Reproduce every one of the following lines word for word, from the first through the last.

>> Begin Rows

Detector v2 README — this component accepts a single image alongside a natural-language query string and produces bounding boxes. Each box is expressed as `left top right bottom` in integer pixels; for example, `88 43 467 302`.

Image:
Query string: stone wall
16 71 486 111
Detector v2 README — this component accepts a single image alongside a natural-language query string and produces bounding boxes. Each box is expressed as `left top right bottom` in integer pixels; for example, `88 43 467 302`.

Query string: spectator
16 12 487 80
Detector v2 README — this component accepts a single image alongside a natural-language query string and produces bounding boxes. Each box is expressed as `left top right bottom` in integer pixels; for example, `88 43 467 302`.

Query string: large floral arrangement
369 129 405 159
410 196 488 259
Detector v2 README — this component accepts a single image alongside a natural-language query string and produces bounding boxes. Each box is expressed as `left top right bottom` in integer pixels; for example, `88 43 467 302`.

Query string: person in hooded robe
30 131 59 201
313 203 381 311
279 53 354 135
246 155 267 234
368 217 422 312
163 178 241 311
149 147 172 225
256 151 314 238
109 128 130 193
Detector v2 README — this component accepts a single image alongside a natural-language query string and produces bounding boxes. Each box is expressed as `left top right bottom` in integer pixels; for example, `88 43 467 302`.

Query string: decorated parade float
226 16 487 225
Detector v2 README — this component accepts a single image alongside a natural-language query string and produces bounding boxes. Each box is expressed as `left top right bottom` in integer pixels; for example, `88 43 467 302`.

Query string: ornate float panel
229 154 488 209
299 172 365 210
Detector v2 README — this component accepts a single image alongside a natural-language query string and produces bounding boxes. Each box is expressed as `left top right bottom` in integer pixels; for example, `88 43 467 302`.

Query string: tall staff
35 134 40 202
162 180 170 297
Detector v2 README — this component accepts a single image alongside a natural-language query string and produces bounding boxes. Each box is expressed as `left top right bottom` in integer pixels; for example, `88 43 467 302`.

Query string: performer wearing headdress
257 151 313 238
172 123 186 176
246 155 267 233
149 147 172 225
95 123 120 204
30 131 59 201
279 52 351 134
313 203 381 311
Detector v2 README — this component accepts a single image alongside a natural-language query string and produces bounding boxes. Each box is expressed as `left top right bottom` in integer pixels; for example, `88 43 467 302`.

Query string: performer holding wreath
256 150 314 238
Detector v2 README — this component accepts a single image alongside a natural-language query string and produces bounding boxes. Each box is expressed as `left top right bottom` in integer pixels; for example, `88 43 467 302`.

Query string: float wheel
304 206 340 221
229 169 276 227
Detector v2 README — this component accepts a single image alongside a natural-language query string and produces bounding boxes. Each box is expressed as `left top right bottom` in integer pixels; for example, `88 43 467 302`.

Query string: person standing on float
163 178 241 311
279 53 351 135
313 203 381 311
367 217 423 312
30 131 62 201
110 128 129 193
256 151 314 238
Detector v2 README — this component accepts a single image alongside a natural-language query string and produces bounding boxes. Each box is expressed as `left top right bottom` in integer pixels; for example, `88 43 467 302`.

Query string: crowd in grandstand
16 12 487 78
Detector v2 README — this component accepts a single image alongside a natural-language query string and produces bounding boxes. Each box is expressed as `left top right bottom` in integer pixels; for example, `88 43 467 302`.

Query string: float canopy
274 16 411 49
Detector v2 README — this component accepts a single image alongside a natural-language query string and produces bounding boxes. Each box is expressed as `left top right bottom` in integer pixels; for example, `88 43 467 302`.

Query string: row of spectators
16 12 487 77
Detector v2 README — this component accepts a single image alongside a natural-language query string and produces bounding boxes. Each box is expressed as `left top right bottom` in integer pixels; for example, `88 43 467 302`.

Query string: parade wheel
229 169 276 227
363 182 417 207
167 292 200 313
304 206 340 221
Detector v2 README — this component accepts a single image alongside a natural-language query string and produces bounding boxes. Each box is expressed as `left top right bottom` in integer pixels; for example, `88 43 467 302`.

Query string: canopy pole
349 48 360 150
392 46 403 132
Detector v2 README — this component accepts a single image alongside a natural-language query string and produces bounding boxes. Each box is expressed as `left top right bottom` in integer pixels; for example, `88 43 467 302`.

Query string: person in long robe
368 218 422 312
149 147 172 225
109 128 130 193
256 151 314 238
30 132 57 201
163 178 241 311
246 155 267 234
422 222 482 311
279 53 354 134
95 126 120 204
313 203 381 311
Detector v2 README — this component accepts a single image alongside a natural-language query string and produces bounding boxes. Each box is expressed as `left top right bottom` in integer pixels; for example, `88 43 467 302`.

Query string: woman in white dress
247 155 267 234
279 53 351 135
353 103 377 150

>> End Rows

• **Result below**
Detector v2 README — this component accepts a single image alongside a natural-language query string and produces bounding boxes. Each box is expressed as `left top right bottom` in integer pixels; for example, `88 43 467 302`.

Image:
Query string: stone wall
16 71 486 111
Detector v2 README — this component accepts a single image alongside a natural-language query string and produces bounding boxes. Each box is expressed as `left top right bottom` in integer pixels; for example, `88 43 467 302`.

Query string: spectator
16 12 487 80
Detector v2 README — this component accepts a single image alongside a natural-language query string and produces bounding boxes. Each box is expressed as `left top right bottom` in integer pixels; for example, `88 43 467 302`.

Query string: large floral arrangement
369 129 405 159
410 196 488 259
Detector v2 README — this component accepts a single image alongside a natural-language query string and produces bounding boxes. Each box is expressed as `left top right bottom` in integer pixels; for example, `88 43 467 302`.

Query string: person in hooded robe
30 131 59 201
313 203 381 311
279 53 354 135
246 155 267 234
368 217 422 312
163 178 241 311
149 147 172 225
256 151 314 238
109 128 130 193
Detector v2 README — this component accepts a single image alongside a natural-language query string and produces bounding boxes. Each box is expressed as `left top right bottom` in integer pixels; for example, `88 43 467 302`.

Query string: decorated parade float
226 16 487 225
Detector v2 README — this component accepts a single image alongside a natural-language query string and produces bounding boxes. Each box is expressed as `left top right bottom` in integer pixels; for example, `88 43 467 302`.

Query string: ornate float panel
229 154 488 209
299 172 365 210
Detector v2 README — this component accepts a single image alongside a natural-language query string and produces bounding boxes. Each box is expressed as `left top right bottom` in integer pixels; for example, `88 43 467 302`.

Query string: tall staff
35 134 40 202
162 180 170 297
Detector v2 README — this component accepts a single image alongside a natural-language query string and produces bounding boxes. Each box is expressed as `left top right bottom` in integer pixels; for example, `88 43 467 302`.

Query string: performer wearing headdress
257 151 313 238
172 123 186 176
246 155 267 233
149 147 172 225
95 123 120 204
30 131 59 201
279 52 351 134
313 203 381 311
Detector v2 README — this component accepts a single image alongside a natural-language query string and produces bounding boxes. Each box is expressed as `left top right bottom` in integer pixels; for example, `88 43 467 302`.

Query string: performer holding wreath
256 150 314 238
Detector v2 README — this component accepts a single image alongside a natural-language query string and produces bounding boxes. Each box is expressed as `left top right bottom` in integer pixels; for example, `88 43 467 302`.

Query string: float wheel
304 206 340 221
229 169 276 227
Detector v2 README — this component accepts a single image alongside a natural-language query string and produces bounding boxes. Each box is expressed as `left top right bottom` in integer pixels; for example, `88 43 467 302`.

Query string: person standing on float
163 178 241 311
279 53 351 135
313 203 381 311
367 217 423 312
30 131 62 201
110 128 129 193
256 151 314 238
Detector v2 README — this component accepts a single image alongside a natural-language query string and produces bounding boxes. Each box is expressed as `left top right bottom` in integer pixels; for example, `88 43 467 302`.

Query string: crowd in grandstand
16 12 487 78
Detector v2 README — this component accepts a single image alongside a natural-language query string and produces bounding boxes. Each box is expressed as `left top right bottom` in integer pixels; for example, `88 43 467 302`.

Query string: float canopy
274 16 411 49
Detector v2 README — this component accepts a single image alongside a natural-language query string and produces bounding boxes. Each box is expressed as `left top right bottom` in integer pixels; for example, `88 43 467 302`.

Query string: row of spectators
16 12 487 77
Detector v2 README — this component accepts a single image alongside a natural-language query string and produces bounding boxes. Each box is expressed as `left top right bottom` in integer pixels; for example, `88 43 467 302`.

Query string: parade wheel
229 169 276 227
363 182 417 207
167 292 200 313
304 206 340 221
Detector v2 README — this component accepts a single image alongside a natural-language query string and produces bounding boxes. Each box is expressed as `left top right bottom` in integer pixels; for example, `88 43 467 302`.

Query string: canopy pole
349 48 360 150
392 46 403 132
Detector v2 README — this component accepts a single image alongside a natural-language query string and produces bounding boxes. Each box is expressed as `left top right bottom` in integer pixels; for example, `88 43 467 302`.

Query string: person in long robe
368 218 422 312
149 147 172 225
109 128 130 193
256 151 314 238
30 132 57 201
163 178 241 311
246 155 267 234
422 222 482 311
279 53 354 134
95 126 120 204
313 203 381 311
Detector v2 README — this component accepts a single image alongside a natural-language query string and produces bounding boxes. Each box is expressed as `left top right bottom` in integer pixels; for example, `88 43 467 302`.

Query string: woman in white dress
247 155 267 234
279 53 351 135
353 103 377 150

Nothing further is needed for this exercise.